TASK TO CARRY OUT:
Please reproduce every entry, keeping each one exact.
*** RECORDS SUPPLIED Section Begins ***
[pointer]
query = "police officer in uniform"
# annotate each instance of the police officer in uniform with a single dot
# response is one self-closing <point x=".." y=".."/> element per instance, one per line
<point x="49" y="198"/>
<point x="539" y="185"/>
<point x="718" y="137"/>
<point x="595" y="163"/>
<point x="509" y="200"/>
*** RECORDS SUPPLIED Section Ends ***
SOLUTION TO THE PROBLEM:
[pointer]
query = "police officer in uniform"
# annotate each instance of the police officer in uniform with a single dot
# response is one self-closing <point x=".." y=".."/> element per instance, one per line
<point x="49" y="198"/>
<point x="539" y="185"/>
<point x="718" y="137"/>
<point x="595" y="163"/>
<point x="509" y="200"/>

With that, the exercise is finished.